Document:
We’re constantly being peppered by showers of debris from cosmic rays
colliding with atoms in the atmosphere. Cosmic rays aren’t actually
rays, of course, they’re particles; ninety percent are protons, the
nuclei of hydrogen atoms, and most of the rest are heavier nuclei like
iron. Some originate from our own sun but most come from farther off,
from the Milky Way or beyond.
"The most energetic cosmic rays are the rarest, and they pose the
biggest mystery," says Spencer Klein of Berkeley Lab’s Nuclear Science
Division. He compares the energy of an ultra-high-energy (UHE) cosmic
ray to a well-hit tennis ball or a boxer’s punch – all packed into
a single atomic nucleus.
"If they’re protons, they have about 40 million times the energy of
the protons accelerated at the Large Hadron Collider," Klein says.
"With present technology we’d need to build an accelerator around
the sun to produce protons that energetic. Not only do we not know
how these cosmic accelerators work, we don’t even know where they are."

Dataset rows showing where objects appear:
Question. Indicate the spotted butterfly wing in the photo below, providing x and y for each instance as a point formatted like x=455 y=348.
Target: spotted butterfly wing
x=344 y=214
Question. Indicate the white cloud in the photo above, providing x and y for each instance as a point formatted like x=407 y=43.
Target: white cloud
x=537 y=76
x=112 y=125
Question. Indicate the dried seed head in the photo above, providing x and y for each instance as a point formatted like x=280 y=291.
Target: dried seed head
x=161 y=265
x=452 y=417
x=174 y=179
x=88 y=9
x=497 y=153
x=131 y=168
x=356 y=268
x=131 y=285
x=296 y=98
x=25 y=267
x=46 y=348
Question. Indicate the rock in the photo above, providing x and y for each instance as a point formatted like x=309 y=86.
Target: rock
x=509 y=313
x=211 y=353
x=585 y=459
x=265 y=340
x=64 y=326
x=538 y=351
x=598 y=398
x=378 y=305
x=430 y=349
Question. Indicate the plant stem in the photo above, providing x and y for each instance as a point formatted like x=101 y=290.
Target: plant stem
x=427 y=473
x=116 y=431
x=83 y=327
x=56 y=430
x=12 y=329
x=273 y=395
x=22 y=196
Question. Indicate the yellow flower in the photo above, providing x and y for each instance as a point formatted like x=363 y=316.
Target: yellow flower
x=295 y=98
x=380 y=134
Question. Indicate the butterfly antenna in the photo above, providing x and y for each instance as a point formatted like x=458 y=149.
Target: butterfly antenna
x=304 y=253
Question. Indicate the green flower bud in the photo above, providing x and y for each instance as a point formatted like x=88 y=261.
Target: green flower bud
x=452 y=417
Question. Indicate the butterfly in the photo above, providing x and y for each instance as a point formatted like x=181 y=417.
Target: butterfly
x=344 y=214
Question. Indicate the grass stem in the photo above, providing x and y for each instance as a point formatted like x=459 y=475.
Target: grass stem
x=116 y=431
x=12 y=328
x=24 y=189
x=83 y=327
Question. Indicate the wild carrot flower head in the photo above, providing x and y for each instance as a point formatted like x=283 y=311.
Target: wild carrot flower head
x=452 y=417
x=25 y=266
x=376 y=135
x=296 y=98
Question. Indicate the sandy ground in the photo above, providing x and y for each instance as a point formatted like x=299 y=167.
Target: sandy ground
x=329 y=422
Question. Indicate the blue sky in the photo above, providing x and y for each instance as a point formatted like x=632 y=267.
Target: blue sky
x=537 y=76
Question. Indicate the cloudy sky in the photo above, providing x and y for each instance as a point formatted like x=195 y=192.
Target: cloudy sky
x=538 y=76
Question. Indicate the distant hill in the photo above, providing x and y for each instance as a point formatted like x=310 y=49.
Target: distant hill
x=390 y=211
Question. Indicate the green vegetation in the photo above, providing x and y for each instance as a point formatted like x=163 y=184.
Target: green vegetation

Required task 1:
Answer these questions using the cosmic ray passage:
(a) What share of cosmic rays are protons?
(b) Which division of Berkeley Lab is Spencer Klein part of?
(c) About how many times the energy of the protons accelerated at the Large Hadron Collider would ultra-high-energy cosmic ray protons have?
Required task 2:
Update the cosmic ray passage by writing out the part that opens with the words containing "We’re constantly being" and closes with "Way or beyond.", replacing "iron" with "oxygen".
Required task 3:
Go on with the cosmic ray passage from the point where it stops.
This listing has no connection to the cosmic ray passage.

Exercise output 1:
(a) Ninety percent.
(b) The Nuclear Science Division.
(c) About 40 million times.

Exercise output 2:
We’re constantly being peppered by showers of debris from cosmic rays
colliding with atoms in the atmosphere. Cosmic rays aren’t actually
rays, of course, they’re particles; ninety percent are protons, the
nuclei of hydrogen atoms, and most of the rest are heavier nuclei like
oxygen. Some originate from our own sun but most come from farther off,
from the Milky Way or beyond.

Exercise output 3:
Being electrically charged, even the most energetic cosmic rays
are forced to bend when they traverse interstellar magnetic fields,
so it’s not possible to extrapolate where they came from by looking
back along their paths when they arrive on Earth.
Yet they can’t come from too far away. Klein explains that because
cosmic rays lose energy by plowing into the photons of the cosmic
microwave background as they travel, "the ones that we observe must
come from the ‘local’ universe, within about 225 million light years
of Earth. This sounds like a long distance, but, on cosmic scales,
it isn’t very far."
In all that volume of "nearby" space, sources capable of producing
such high-energy nuclei have not been clearly identified. One clue to
the origin of the highest-energy cosmic rays is the neutrinos they
produce when they interact with the very cosmic microwave photons
that slow them down.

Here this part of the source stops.